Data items
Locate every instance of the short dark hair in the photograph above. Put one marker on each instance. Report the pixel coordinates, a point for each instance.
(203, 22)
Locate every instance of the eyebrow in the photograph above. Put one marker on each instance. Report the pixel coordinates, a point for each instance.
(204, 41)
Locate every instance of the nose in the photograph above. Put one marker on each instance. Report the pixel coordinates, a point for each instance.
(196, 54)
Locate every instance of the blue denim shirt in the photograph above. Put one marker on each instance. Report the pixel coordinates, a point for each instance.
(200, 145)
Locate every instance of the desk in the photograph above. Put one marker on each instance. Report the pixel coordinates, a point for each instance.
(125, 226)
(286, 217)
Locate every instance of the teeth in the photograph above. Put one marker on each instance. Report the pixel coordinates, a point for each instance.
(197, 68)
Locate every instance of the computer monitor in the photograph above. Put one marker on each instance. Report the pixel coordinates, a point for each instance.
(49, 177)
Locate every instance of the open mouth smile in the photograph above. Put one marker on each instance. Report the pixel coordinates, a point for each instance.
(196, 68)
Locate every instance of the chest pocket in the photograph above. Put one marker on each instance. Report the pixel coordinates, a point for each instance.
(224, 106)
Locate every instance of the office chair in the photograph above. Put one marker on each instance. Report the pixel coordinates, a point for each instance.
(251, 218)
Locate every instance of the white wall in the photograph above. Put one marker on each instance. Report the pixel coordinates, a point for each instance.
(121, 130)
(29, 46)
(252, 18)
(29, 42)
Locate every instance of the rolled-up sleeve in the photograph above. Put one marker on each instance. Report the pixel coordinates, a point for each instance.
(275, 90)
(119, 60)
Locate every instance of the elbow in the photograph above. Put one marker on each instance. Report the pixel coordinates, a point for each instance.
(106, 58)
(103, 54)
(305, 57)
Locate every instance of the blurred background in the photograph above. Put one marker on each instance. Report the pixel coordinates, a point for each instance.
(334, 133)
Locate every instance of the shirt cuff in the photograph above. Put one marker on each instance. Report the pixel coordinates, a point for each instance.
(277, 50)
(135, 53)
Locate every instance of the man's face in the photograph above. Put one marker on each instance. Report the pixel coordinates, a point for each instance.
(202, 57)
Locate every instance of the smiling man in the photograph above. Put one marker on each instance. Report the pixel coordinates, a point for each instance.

§ WRITTEN TASK
Reproduce all of the lines above word for word, without changing anything.

§ ANSWER BELOW
Locate every instance of the short dark hair in the photograph above. Put one marker on each instance. Report the pixel coordinates, a point for each instance.
(203, 22)
Locate every instance of the eyebrow in the photograph above. Put one marker on each instance. Report the pixel coordinates, a point for each instance.
(204, 41)
Locate every instance of the nose in the photograph above. Put one marker on each instance. Report the pixel coordinates, a point for each instance.
(196, 54)
Locate every instance of the blue denim shirt in the photograph above. Put one marker on each instance. Report the pixel coordinates, a point for each instance.
(200, 145)
Locate every instance of the desk in the photograph above. Put one marker on each instance. Report the pixel coordinates, a point for each instance.
(125, 226)
(286, 217)
Locate every instance of the teeth in the photograph above. Put one marker on each instance. Report the pixel coordinates, a point for each instance.
(197, 68)
Locate every instance of the computer monitor in the photograph above. Put one marker on each instance. Report the pixel coordinates, a point for each instance.
(49, 177)
Locate every instance of the open mouth smile in the photograph above. Put one marker on each instance. Report the pixel coordinates, a point for each instance.
(196, 68)
Locate every instance of the chest pocket in the photograph above. Put one marker on each instance. Report the pixel coordinates, a point for each instance.
(224, 106)
Locate every instance of the office chair in the photograph above. Put one marker on each instance. Report the pixel coordinates, a point for each instance.
(251, 218)
Locate every instance of the white wall in the photograph above. Put one marker on each instance. Report the pixel coordinates, a point for each instance.
(121, 130)
(29, 46)
(252, 18)
(29, 42)
Locate every instance of the rolled-up sleeve in the photograph above. Put one marker on each instance. Report the pixel coordinates, a point for each instance.
(275, 90)
(119, 60)
Locate every instance of the elbow in the photograph above. Put one marker on each instance. Report the pixel coordinates, a point for each instance.
(106, 58)
(103, 54)
(305, 57)
Locate every instance of the blurred background in the photograph above. Put one marker on each instance. Report the pixel coordinates, a point for each instance.
(334, 133)
Locate every instance of the shirt cuff in the photograph above. Put one marker on each instance. Report the pixel coordinates, a point for each instance.
(277, 50)
(135, 53)
Locate every instance of the man's face in the photograph above. Put one marker on each instance. Report the pixel coordinates, a point for each instance.
(202, 57)
Locate every instance of the smiling man in the photograph above. Put one marker on each instance. Report the pixel coordinates, a point for each instance.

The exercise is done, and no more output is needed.